### Page excerpt
* Start *

All posts by Chris McBain

Creating an Adaptive A.I. for Games Using the Adaptive Resonance Theory

Source code – Unity, C#

The final part of our 4th Year of Computer Games Technology was the 2015 Abertay Showcase.

I was honoured for my project to be chosen for the Yoyo Games Prize for Applied Theory.

Over the weekend I was present to talk over my project, and it was a great experience.

During the initial stages of this project I was considering what engine (if any) to use. As I felt that a 2D demonstration would be sufficient, the idea of writing the whole project in C++ with the aid of a graphics library was tempting. My decision to use Unity was based both on my previous experience with it, and a lack of experience with Unreal. During the creation of the first prototype I was quickly forced into using a full 3D scene, to take advantage of Unity’s inbuilt path finding and allow true ray-casting for line-of-sight checks.

During development Unity 5 was released along with the previously Pro only feature of real-time shadows. Initially this was only added for the aesthetics of representing the A.I.s sight, and perhaps moving more towards the look of Metal Gear Solids Soliton Radar.


During the showcase it became clear that visually representing sight through lights and the shadows they create was giving people a clear understanding of the games primary mechanics. Though previous 2D concepts had seemed clear to me, it would have been far more to difficult to explain. The additions of the 1st person view and mini-map were also positively received.


Programming a functioning ART Network provided a significant challenge throughout the semester, even though I was unable to implement a functioning ART2 network – I was able to modify the existing ART1 implementation for this project.


A compromise that had to be made later on was the design of the ART networks input vector. Initially I had hoped to implement a system which could accept a variable length input and re-order it to better suit any matching data. The ART1 implementation would not allow for this, to do so would have required the removal of parts of the system that define it as an ART Network. Therefore I was forced to design a fixed input structure to suit this projects implementation.


The previously built DBSCAN algorithm was added to allow the A.I. to search the environment. The test scene contains a list of positions which the A.I. must search, once every location has been visited the list would be refreshed. Each position contained a set radius – which would be used to generate a DBSCAN of the remaining area. This search would highlight any clusters as new navigation points to be visited before the A.I. can move on to the next area.


As the final build requires a 360 controller, this video demonstrates the main mechanics of the project.

AR Tower Defence

As our year at Abertay was the last to work on the old PlayStation2 Linux Devkits, Applied Game Technologies was a last chance work on the new Vita Devkits. The purpose of this module was to choose either Augmented Reality or Stereoscopic 3D, and build a small demonstration game application to aid in discussing innovation within the chosen field.

This project was in C++, using the Abertay Framework for PlayStation Vita.

I chose to explore the idea of creating an RTS style game that would utilise Augmented Reality. The main concepts I wished to show where that of the device acting as a viewport into the game world, and interacting physically with this world to control the units.

* End *

### Tasks and exercises
a. Please list every game engine, framework, and devkit named in the blog post.
b. Carry on the blog post about the Unity and Vita game projects, starting right after its final sentence.
The listing below comes from a separate source.

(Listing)
* Start *

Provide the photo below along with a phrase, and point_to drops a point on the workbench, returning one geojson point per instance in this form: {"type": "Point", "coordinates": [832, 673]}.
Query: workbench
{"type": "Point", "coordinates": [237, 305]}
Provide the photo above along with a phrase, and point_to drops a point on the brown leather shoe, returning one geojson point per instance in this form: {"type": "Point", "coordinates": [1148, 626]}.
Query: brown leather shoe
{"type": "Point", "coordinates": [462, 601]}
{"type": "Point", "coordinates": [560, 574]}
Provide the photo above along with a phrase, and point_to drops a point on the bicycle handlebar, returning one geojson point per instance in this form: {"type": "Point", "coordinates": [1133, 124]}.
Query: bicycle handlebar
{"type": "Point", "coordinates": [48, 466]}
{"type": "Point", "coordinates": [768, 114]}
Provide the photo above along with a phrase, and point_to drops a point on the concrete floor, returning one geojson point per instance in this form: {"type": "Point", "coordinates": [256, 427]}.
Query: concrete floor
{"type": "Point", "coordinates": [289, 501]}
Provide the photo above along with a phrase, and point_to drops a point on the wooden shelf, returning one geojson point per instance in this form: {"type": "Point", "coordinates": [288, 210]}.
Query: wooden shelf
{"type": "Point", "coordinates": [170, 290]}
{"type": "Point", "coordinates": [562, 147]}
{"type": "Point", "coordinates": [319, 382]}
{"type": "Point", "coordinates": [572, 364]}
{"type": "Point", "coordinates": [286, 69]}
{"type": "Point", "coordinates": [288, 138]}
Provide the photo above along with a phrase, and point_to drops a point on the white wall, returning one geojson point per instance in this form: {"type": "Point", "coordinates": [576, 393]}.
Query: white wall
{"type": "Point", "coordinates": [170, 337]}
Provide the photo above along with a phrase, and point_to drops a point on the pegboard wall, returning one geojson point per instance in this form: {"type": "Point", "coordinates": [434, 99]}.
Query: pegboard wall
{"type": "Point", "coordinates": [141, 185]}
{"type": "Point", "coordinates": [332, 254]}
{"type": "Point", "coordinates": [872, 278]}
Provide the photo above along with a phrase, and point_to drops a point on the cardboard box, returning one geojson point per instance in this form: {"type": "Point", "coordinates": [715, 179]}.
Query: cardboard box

* End *

### Results of the tasks
a. Unity (including Unity 5), Unreal, the Abertay Framework for PlayStation Vita, the PlayStation2 Linux Devkits, and the Vita Devkits

b.
In this demonstration application the player has to look through the PSVita to get a view of play area, and position their three towers correctly to destroy incoming enemies.


This implementation was rather difficult to use – holding a Vita in one hand while using the other hand to move the markers around. Key issues around this technologies reliance on marker identification such as limitations with tracking range, speed and stability were encountered – with possible solutions suggested.

The focus of this module was however to demonstrate how this technology could be used for further innovation. I suggested that the current movement towards headset based AR technologies coupled with gesture recognition could provide a fantastic opportunity for innovation within the RTS genre. Such upcoming technologies could allow RTS games to played within your own environment, much like a physical tabletop game – relying on user gestures for interactions rather than controllers or markers.

Final Test Environment

During the final integration process, it was necessary to finalise the details of the test environment. Structurally mostly unchanged since the conversion to Unity 5, the final details remaining represented exactly what the A.I. would be capable of ‘seeing and hearing’.

As a combination of the previously pitched ‘static’ sound emitters, I decided to place four static ‘decoys’. The player can only activate one at any time, and only when with a certain proximity – the button to activate is shown over the decoy if it can be turned on. This will represent both an audio and visual contact to the A.I. – continuously broadcasting an audio contact, and a visual contact when within the A.I.’s line-of-sight (now represented by blue arcs). The decoy stays active for a set amount of time, and is visually represented as a pair of rotating orange spotlights.

Decoy1 Decoy2

From the beginning the idea of a player launched contact had been planned. This has been implemented in the form of a green flare – launched directly from the player in the chosen direction. The range is fairly short, the player can throw over the ‘low’ (lighter grey obstacles), but not through anything higher. Representing a player-like decoy, the flare also both functions as a constant audio and visual contact – lasting a set amount of time, and only one allowed active at a time. It however is thrown, and rolls – as such is capable of movement like the player.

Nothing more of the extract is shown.